▸ **TASK OBJECTIVE**: Copy out every line of the listing below verbatim, keeping each line unchanged and in its original order.

- - - - - - -

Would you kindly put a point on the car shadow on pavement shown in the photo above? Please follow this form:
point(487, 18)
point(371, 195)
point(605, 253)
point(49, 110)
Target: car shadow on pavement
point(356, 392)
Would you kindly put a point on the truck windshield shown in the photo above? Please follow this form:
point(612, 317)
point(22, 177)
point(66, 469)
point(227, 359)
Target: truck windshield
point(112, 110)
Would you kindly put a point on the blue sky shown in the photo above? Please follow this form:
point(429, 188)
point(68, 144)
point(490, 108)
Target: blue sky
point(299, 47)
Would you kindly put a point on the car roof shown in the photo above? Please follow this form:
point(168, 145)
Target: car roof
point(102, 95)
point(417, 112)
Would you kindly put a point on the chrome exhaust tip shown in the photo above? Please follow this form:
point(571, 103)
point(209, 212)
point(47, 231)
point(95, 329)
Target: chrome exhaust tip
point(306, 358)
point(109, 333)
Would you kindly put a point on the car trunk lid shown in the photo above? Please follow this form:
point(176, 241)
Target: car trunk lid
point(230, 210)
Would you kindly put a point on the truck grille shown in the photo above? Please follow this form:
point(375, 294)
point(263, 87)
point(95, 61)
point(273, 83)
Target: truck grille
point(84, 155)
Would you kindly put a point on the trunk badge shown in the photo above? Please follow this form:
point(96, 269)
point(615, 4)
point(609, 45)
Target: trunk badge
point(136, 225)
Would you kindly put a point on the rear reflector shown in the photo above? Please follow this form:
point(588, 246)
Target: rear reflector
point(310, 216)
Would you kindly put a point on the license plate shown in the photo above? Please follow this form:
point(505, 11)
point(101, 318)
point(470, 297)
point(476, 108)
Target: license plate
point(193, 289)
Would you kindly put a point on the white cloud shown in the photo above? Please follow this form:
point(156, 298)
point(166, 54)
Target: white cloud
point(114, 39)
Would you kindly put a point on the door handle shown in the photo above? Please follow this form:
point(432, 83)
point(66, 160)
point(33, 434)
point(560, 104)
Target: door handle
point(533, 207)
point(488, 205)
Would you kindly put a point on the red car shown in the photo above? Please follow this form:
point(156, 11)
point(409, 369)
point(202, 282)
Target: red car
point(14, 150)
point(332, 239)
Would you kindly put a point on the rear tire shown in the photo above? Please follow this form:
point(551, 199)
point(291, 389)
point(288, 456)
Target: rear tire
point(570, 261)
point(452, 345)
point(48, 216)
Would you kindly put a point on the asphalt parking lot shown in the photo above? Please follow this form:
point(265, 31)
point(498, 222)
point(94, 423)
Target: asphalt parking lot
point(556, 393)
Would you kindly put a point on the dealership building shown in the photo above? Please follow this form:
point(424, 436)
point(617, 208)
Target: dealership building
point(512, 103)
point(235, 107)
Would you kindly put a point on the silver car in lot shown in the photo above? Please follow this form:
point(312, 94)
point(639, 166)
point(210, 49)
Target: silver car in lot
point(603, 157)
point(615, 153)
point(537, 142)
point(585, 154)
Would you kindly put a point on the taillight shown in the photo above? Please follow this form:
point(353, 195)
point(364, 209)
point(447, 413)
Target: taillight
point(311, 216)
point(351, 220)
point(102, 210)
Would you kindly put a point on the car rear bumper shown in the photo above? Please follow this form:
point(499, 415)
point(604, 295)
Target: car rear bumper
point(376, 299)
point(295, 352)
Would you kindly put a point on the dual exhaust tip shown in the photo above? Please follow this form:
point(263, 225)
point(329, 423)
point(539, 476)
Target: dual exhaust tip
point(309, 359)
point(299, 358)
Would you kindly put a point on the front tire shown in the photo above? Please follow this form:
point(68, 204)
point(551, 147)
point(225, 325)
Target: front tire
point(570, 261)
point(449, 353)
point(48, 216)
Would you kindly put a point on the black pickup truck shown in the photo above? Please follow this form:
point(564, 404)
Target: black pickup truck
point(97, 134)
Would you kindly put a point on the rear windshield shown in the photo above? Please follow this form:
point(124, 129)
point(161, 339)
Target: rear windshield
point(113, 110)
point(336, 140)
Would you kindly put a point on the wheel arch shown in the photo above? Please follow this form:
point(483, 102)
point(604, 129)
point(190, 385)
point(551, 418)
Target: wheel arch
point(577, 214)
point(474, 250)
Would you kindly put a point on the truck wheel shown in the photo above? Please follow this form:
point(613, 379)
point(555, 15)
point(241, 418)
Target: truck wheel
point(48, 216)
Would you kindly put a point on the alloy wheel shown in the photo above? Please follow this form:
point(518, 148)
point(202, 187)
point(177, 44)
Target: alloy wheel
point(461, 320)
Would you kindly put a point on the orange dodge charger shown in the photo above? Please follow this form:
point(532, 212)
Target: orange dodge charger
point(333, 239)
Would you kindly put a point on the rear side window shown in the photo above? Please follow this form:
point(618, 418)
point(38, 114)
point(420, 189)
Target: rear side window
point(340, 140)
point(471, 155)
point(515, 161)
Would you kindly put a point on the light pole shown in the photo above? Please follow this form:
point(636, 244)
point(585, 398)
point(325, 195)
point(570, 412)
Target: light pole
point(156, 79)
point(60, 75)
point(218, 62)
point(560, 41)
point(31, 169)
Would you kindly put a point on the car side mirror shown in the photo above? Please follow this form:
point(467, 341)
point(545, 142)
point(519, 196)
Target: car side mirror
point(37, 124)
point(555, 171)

- - - - - - -

▸ **EXERCISE RESPONSE**:
Would you kindly put a point on the car shadow on pavement shown in the photo above? Please follow this form:
point(487, 18)
point(371, 195)
point(605, 253)
point(49, 110)
Target: car shadow on pavement
point(356, 392)
Would you kindly put a point on the truck windshield shown in the photo above? Please follow this form:
point(612, 317)
point(22, 177)
point(66, 469)
point(227, 359)
Target: truck windshield
point(112, 110)
Would you kindly put a point on the blue sky shown in the photo above? Please follow this form:
point(429, 188)
point(68, 144)
point(490, 108)
Target: blue sky
point(299, 47)
Would you kindly put a point on the car roof shown in the photo above? Please follow this form:
point(168, 145)
Target: car roof
point(102, 95)
point(417, 112)
Would you kindly put a point on the chrome exhaust tip shown in the photo above? Please follow this form:
point(571, 103)
point(209, 212)
point(47, 231)
point(95, 329)
Target: chrome exhaust tip
point(306, 358)
point(109, 333)
Would you kindly put a point on the car trunk lid shown in the photo above? Please follow this form:
point(176, 241)
Target: car trunk lid
point(230, 210)
Would you kindly put a point on the truck grille shown in the photo above? Please follow this form:
point(375, 294)
point(263, 87)
point(95, 61)
point(273, 83)
Target: truck grille
point(84, 155)
Would you kindly put a point on the trunk badge shown in the photo above? Please follow this form:
point(96, 269)
point(615, 4)
point(609, 45)
Target: trunk badge
point(136, 225)
Would you kindly put a point on the rear reflector shown in the photo above? Please follow this form:
point(588, 246)
Target: rear reflector
point(310, 216)
Would you kindly put a point on the license plate shown in the photo above? Please follow this form:
point(505, 11)
point(101, 318)
point(470, 297)
point(476, 108)
Target: license plate
point(193, 289)
Would you kindly put a point on the white cloud shown in the photo above? Please follow this form:
point(156, 298)
point(166, 54)
Target: white cloud
point(114, 39)
Would you kindly put a point on the door handle shown in the photo above? Please follow this form:
point(432, 83)
point(66, 160)
point(33, 434)
point(560, 104)
Target: door handle
point(533, 207)
point(488, 205)
Would you kindly put a point on the red car shown in the photo above? Please follow this form:
point(156, 11)
point(409, 369)
point(202, 282)
Target: red car
point(14, 150)
point(332, 239)
Would you kindly put a point on the rear tire shown in the photo above? Please follow this form:
point(551, 199)
point(291, 389)
point(288, 456)
Target: rear tire
point(570, 261)
point(452, 345)
point(48, 216)
Would you kindly put a point on the asphalt parking lot shown in the photo above? Please follow this form:
point(265, 31)
point(498, 222)
point(94, 423)
Target: asphalt parking lot
point(556, 393)
Would you kindly put a point on the dealership building shown in the photo above? Please follow this form:
point(424, 436)
point(617, 208)
Target: dealership building
point(512, 103)
point(235, 107)
Would you kindly put a point on the silver car in lot shown in the photo above? Please follow this form:
point(312, 94)
point(639, 166)
point(210, 49)
Target: silver car in lot
point(603, 157)
point(615, 153)
point(537, 142)
point(585, 154)
Would you kindly put a point on the taillight shown in the photo above? Please follow this form:
point(353, 195)
point(364, 209)
point(447, 413)
Target: taillight
point(311, 216)
point(351, 220)
point(102, 210)
Would you kindly put a point on the car rear bumper shown in the photo above? Please follow this form:
point(499, 415)
point(604, 295)
Target: car rear bumper
point(376, 299)
point(295, 352)
Would you kindly put a point on the dual exhaust tip shown in the photo above? Please follow this form:
point(263, 225)
point(329, 423)
point(539, 476)
Target: dual exhaust tip
point(309, 359)
point(299, 358)
Would you kindly put a point on the front tire shown in the photo above? Please follow this form:
point(68, 204)
point(551, 147)
point(225, 325)
Target: front tire
point(570, 261)
point(449, 353)
point(48, 216)
Would you kindly put a point on the black pickup truck shown in the photo above? Please follow this form:
point(564, 404)
Target: black pickup truck
point(97, 134)
Would you kindly put a point on the rear windshield shown in the photo above? Please follow this form:
point(124, 129)
point(161, 339)
Target: rear windshield
point(113, 110)
point(336, 140)
Would you kindly put a point on the wheel arch shown in the photo above? Please follow this form:
point(483, 102)
point(604, 129)
point(190, 385)
point(551, 418)
Target: wheel arch
point(577, 214)
point(474, 250)
Would you kindly put a point on the truck wheel shown in the photo above? Please follow this form:
point(613, 379)
point(555, 15)
point(241, 418)
Target: truck wheel
point(48, 216)
Would you kindly put a point on the alloy wheel shown in the photo above? Please follow this form:
point(518, 148)
point(202, 187)
point(177, 44)
Target: alloy wheel
point(461, 320)
Would you kindly put a point on the orange dodge charger shown in the photo above? Please follow this form:
point(532, 212)
Target: orange dodge charger
point(333, 239)
Would you kindly put a point on the rear side window shown in the photo above? Please follow this form:
point(618, 418)
point(38, 114)
point(420, 189)
Target: rear side window
point(340, 140)
point(471, 155)
point(515, 161)
Would you kindly put a point on the light pole shown in the photo above? Please follow this form:
point(636, 244)
point(585, 398)
point(325, 195)
point(570, 412)
Target: light pole
point(156, 79)
point(60, 75)
point(218, 62)
point(560, 41)
point(31, 169)
Would you kindly put a point on the car side mirror shown in the photo above? Please follow this form:
point(467, 341)
point(545, 142)
point(519, 196)
Target: car side mirror
point(37, 124)
point(555, 171)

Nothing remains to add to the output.